* _Stated problem_
Identify every line in the listing below that contains the string "target", and copy each of those lines.

* _Contour labeling items_
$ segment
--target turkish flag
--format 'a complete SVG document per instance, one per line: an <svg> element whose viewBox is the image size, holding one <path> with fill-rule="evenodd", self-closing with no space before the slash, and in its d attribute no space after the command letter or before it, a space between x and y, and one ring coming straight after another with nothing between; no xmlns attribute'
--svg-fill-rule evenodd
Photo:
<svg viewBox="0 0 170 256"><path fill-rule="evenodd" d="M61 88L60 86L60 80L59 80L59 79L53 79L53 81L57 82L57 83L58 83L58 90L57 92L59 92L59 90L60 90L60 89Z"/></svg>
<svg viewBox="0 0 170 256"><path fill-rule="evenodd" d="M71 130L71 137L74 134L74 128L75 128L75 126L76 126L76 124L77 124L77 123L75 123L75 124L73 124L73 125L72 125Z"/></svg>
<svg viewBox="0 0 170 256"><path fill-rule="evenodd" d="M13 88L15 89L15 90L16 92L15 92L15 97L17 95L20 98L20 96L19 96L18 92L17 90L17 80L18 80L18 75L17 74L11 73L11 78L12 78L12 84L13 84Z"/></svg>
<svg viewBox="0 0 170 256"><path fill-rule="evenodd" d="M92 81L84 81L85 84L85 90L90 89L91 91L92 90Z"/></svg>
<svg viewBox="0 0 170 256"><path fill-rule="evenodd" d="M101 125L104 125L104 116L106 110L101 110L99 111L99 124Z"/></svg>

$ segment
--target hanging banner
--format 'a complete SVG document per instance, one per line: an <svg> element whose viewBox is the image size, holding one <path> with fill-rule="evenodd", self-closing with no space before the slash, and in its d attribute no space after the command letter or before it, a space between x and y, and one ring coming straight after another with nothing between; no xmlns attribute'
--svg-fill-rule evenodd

---

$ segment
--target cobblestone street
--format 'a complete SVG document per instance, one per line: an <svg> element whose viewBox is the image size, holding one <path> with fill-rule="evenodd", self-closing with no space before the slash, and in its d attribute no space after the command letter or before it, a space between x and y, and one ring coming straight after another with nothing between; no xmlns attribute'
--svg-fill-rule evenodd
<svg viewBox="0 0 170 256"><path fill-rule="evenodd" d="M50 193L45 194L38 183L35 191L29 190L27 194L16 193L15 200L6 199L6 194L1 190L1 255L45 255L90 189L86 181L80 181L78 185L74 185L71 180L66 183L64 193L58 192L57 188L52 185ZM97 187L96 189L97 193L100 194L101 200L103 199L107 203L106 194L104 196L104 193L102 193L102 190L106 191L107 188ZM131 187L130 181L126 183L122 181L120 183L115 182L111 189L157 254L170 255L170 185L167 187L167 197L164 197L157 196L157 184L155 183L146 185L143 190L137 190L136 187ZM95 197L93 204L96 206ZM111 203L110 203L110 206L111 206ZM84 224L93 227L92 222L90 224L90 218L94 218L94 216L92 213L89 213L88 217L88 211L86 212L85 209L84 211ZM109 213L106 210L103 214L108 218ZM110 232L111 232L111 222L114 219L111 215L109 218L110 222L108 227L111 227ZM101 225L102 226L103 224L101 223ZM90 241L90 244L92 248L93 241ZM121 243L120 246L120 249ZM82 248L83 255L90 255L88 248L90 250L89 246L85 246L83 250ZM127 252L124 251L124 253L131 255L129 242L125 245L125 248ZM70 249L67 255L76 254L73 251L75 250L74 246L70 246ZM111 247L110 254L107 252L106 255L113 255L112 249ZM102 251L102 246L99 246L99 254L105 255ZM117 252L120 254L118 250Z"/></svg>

* _Written solution_
--target turkish flag
--target hanging banner
--target cobblestone street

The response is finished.